» **Task directions**
In the data below, find every line with the word "maroon" and copy it.

» **Data to process**
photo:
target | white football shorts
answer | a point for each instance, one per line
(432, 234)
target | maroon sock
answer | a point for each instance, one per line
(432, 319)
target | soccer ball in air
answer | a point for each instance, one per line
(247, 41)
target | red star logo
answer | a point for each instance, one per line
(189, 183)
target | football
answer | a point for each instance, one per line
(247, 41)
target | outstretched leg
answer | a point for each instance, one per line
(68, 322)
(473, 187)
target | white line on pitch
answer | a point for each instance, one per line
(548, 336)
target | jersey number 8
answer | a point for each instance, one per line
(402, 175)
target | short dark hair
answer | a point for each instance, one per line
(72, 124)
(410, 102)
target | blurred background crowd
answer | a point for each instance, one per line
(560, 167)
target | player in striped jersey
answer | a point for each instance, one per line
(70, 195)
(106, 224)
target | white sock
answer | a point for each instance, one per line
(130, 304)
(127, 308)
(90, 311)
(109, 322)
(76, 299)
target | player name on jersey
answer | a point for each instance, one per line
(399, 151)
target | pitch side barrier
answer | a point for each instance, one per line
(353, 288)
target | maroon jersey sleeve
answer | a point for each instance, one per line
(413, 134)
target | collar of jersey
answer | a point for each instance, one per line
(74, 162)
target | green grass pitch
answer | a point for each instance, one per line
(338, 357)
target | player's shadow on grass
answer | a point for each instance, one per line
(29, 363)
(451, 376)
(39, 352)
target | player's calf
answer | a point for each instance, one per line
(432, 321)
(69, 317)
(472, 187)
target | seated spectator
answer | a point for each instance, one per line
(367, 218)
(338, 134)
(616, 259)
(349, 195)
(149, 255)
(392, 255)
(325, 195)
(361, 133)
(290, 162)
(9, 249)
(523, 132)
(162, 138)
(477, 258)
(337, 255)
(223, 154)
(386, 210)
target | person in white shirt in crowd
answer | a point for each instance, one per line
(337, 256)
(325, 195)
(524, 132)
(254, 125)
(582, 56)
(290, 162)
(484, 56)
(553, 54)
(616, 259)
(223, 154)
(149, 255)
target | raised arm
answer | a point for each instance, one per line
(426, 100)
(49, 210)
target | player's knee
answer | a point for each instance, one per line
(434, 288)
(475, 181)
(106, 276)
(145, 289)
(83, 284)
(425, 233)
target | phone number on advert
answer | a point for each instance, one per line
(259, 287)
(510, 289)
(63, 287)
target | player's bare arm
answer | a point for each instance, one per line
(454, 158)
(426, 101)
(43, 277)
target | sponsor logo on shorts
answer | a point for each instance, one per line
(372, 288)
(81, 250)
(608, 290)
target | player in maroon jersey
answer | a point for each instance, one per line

» **Written solution**
target | maroon sock
target | maroon jersey sleeve
target | player in maroon jersey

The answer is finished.